▶ **Page**:

____________________

The allegations didn’t just come from underaged women.

Surviving R. Kelly is an overwhelming look at R. Kelly’s world, but as the series progresses, it becomes more clear that he wasn’t just targeting young women. Both Kitti Jones (who came forward to Rolling Stone in 2017 and BBC’s R. Kelly: Sex, Girls, & Videotapes last year) and Asante McGee, two women interviewed in the doc, dated the singer in their 30s, and eventually moved into his homes. Both Jones and McGee make claims of mental and physical abuse, mirroring the testimony of R. Kelly’s ex-wife from the series’ second episode, Andrea Kelly, regarding her own experiences with the singer; the two women also reference being “trained” and groomed by him sexually. In the documentary, McGee revisits the Atlanta home where she lived with him in 2016 before he was evicted early last year, and gives a tour of what she calls The Black Room—a place that she considers one of the most sexually degrading rooms of the house.

The allegations surrounding R. Kelly aren’t singular.

When Aaliyah and R. Kelly appeared on a 1994 episode of BET’s Video Soul wearing matching Mickey Mouse outfits, Leslie “Big Lez” Segar, one of the show’s host, cut straight to the chase. “Everybody seems to think y’all are either girlfriend or boyfriend, or cousins. Let’s just set the record straight.” The singers laughed off the inquiry. “Well no, we’re not related,” said Aaliyah. “We’re just very close. This is my best friend.”

The fact that Segar was asking a 27-year-old man and a 15-year-old girl if they were dating on national television should have raised more red flags. Later that year, VIBE published the couple’s forged marriage certificate, and the world carried on. By that time, the trope of older male musicians and their underaged muses had already been normalized for decades.

It’s a story that cuts across lines of genre and race. Jerry Lee Lewis, Chuck Berry, and Elvis Presley may have been rock and roll sex symbols in the 50s, but were dating teenage girls in their personal lives. At one point Surviving R. Kelly shows the black and white photos that romanticized those unions, as Ann Powers wrote in 2015 for NPR. Lewis wed his 13-year-old cousin at 22 years old in 1958. A year later, Chuck Berry was arrested for unlawfully traveling with a 14-year-old when he was 33 while Elvis Presley began dating a 14-year-old (Priscilla Beaulieu), although he was ten years her senior.

“We have all these examples of grown-ass men messing with teenagers,” executive producer dream hampton told Noisey. “What we have with R. Kelly—and we learned this shortly after the marriage—was all these lawsuits that started coming out after the annulment. We quickly learned this wasn’t ‘I fell in love with my teenage muse this one time.’”

R. Kelly vehemently denies the claims presented in Surviving R. Kelly. Noisey reached out to the artist’s team for further comment and we’ll update this piece if we receive a response. Lifetime has also said that they stand by the documentary. “'Surviving R. Kelly' is a six-part documentary series exploring R. Kelly’s personal and professional history, showcasing the survivors who are emerging from the shadows to unite their voices and share their allegations of abuse,” says Kannie Yu LaPack, a representative for the network in a statement provided to USA TODAY. “The documentary also tells the stories of families who are currently still trying to get their girls home.” According to LaPack, the details of the documentary have been “legally vetted and corroborated.”

____________________

▶ **Supplied information**:
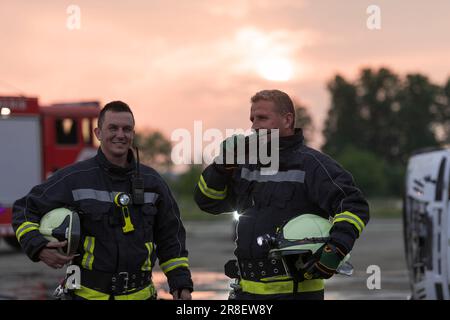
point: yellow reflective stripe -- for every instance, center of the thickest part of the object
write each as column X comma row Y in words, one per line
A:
column 143, row 294
column 275, row 278
column 88, row 257
column 209, row 192
column 91, row 294
column 148, row 262
column 25, row 228
column 280, row 287
column 351, row 218
column 174, row 263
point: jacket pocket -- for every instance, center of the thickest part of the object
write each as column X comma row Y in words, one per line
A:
column 281, row 194
column 94, row 217
column 149, row 212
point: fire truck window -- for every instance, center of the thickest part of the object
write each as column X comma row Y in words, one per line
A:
column 94, row 125
column 86, row 131
column 66, row 131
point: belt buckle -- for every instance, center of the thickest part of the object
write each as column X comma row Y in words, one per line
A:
column 125, row 279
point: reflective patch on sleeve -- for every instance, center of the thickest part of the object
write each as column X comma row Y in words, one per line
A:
column 209, row 192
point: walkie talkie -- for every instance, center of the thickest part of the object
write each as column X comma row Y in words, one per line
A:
column 137, row 184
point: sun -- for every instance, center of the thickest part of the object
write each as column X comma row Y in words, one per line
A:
column 275, row 69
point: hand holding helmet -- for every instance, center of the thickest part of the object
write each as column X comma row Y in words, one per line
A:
column 324, row 264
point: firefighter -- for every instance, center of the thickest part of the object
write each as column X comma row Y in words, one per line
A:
column 307, row 181
column 128, row 219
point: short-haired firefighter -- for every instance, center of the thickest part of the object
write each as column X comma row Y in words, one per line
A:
column 307, row 183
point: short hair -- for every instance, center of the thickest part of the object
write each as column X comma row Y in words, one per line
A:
column 282, row 101
column 114, row 106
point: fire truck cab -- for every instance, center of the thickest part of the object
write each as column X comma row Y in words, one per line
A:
column 35, row 141
column 427, row 224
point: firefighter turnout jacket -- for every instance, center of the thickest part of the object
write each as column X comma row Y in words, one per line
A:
column 307, row 181
column 109, row 257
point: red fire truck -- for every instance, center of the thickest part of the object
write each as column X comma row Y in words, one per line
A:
column 35, row 141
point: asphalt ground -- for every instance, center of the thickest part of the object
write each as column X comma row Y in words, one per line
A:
column 379, row 252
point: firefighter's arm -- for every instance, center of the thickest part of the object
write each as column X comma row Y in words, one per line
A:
column 28, row 211
column 334, row 190
column 170, row 240
column 213, row 192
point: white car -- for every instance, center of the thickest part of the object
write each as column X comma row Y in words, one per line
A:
column 427, row 224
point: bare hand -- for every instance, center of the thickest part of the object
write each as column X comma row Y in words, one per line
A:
column 184, row 295
column 51, row 257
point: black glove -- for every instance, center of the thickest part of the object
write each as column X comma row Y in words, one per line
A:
column 228, row 159
column 324, row 263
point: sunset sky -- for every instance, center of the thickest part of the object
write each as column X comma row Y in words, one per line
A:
column 179, row 61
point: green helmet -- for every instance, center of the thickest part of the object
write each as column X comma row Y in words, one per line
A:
column 59, row 225
column 299, row 239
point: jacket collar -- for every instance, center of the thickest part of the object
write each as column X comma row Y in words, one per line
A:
column 292, row 140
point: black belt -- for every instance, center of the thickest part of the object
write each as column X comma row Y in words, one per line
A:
column 255, row 269
column 115, row 283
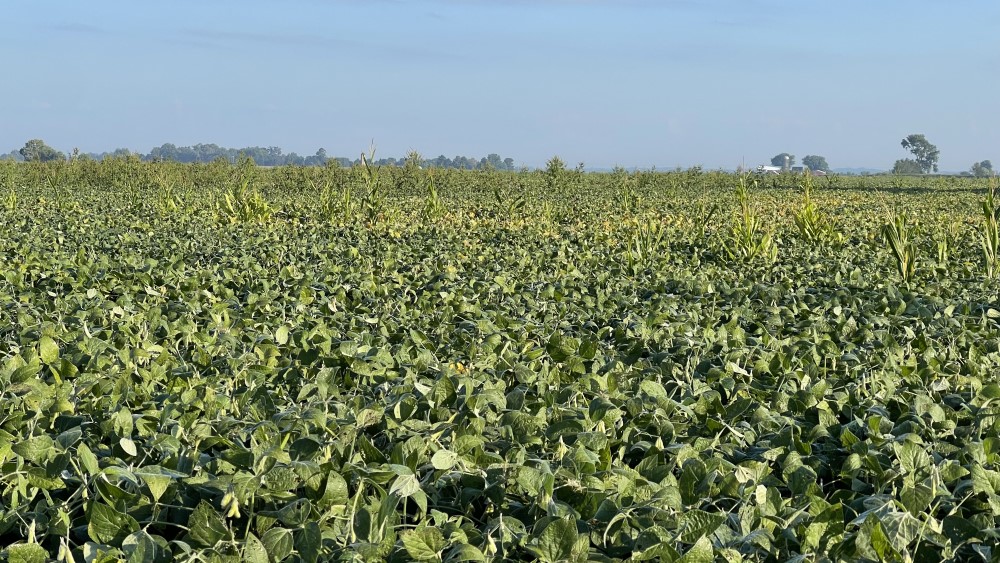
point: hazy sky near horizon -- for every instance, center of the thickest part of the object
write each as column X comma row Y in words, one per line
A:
column 627, row 82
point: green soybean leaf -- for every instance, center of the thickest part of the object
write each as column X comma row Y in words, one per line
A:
column 206, row 525
column 424, row 544
column 48, row 350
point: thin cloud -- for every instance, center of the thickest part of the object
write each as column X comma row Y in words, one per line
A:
column 80, row 28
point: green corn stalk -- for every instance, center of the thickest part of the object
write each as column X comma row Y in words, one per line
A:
column 899, row 237
column 242, row 203
column 434, row 206
column 645, row 244
column 335, row 204
column 813, row 225
column 508, row 205
column 167, row 200
column 989, row 232
column 373, row 200
column 748, row 238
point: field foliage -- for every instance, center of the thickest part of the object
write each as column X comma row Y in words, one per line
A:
column 227, row 363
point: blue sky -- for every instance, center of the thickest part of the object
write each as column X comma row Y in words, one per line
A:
column 627, row 82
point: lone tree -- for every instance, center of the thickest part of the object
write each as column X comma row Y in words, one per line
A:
column 924, row 153
column 814, row 162
column 37, row 150
column 982, row 169
column 783, row 160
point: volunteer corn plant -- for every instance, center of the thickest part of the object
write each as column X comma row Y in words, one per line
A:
column 898, row 235
column 989, row 231
column 749, row 236
column 813, row 225
column 487, row 387
column 242, row 201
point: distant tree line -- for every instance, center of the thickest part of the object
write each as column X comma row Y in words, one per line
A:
column 37, row 150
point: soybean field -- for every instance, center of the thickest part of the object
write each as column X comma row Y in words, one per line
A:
column 224, row 362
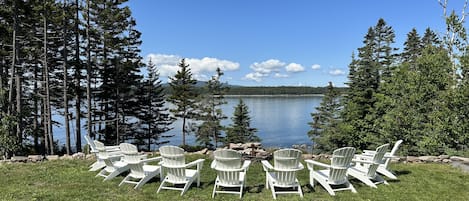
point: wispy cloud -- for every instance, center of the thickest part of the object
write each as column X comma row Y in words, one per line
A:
column 201, row 69
column 315, row 66
column 256, row 76
column 280, row 75
column 294, row 68
column 336, row 72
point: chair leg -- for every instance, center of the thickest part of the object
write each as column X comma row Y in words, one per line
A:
column 214, row 189
column 299, row 190
column 161, row 185
column 124, row 180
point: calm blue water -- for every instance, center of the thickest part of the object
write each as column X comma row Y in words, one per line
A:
column 281, row 120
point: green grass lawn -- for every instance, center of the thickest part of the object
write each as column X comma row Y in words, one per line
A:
column 71, row 180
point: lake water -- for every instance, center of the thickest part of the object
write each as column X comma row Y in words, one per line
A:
column 281, row 121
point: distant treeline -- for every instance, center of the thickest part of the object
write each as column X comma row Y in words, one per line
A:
column 267, row 90
column 281, row 90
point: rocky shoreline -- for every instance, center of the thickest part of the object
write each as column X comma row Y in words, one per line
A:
column 255, row 151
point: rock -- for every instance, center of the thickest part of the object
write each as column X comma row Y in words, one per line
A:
column 35, row 158
column 444, row 156
column 78, row 155
column 203, row 151
column 65, row 157
column 412, row 159
column 427, row 158
column 90, row 157
column 19, row 159
column 52, row 157
column 458, row 158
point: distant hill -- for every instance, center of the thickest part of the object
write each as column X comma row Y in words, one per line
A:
column 265, row 90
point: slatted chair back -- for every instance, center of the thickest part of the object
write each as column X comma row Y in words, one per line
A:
column 228, row 165
column 286, row 163
column 393, row 152
column 377, row 160
column 174, row 163
column 340, row 162
column 103, row 154
column 132, row 158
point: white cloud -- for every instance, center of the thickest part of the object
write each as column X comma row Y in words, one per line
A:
column 256, row 76
column 279, row 75
column 201, row 69
column 266, row 67
column 294, row 68
column 315, row 66
column 337, row 72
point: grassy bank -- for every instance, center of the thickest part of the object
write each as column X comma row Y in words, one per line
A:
column 70, row 180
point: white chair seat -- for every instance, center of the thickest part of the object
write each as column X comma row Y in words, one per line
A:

____________________

▶ **Stated task A**:
Please duplicate the part of the Surviving R. Kelly article above from "The fact that" to "normalized for decades.".
▶ **Stated task B**:
Summarize the Surviving R. Kelly article in two sentences.

▶ **Output A**:
The fact that Segar was asking a 27-year-old man and a 15-year-old girl if they were dating on national television should have raised more red flags. Later that year, VIBE published the couple’s forged marriage certificate, and the world carried on. By that time, the trope of older male musicians and their underaged muses had already been normalized for decades.

▶ **Output B**:
Surviving R. Kelly includes women such as Kitti Jones and Asante McGee, who dated the singer in their 30s and describe mental and physical abuse, and the piece places his case within a long pattern of older male musicians and teenage girls, from his ties to 15-year-old Aaliyah back to Jerry Lee Lewis, Chuck Berry, and Elvis Presley. R. Kelly denies the claims, while Lifetime stands by the series and says its details were legally vetted and corroborated.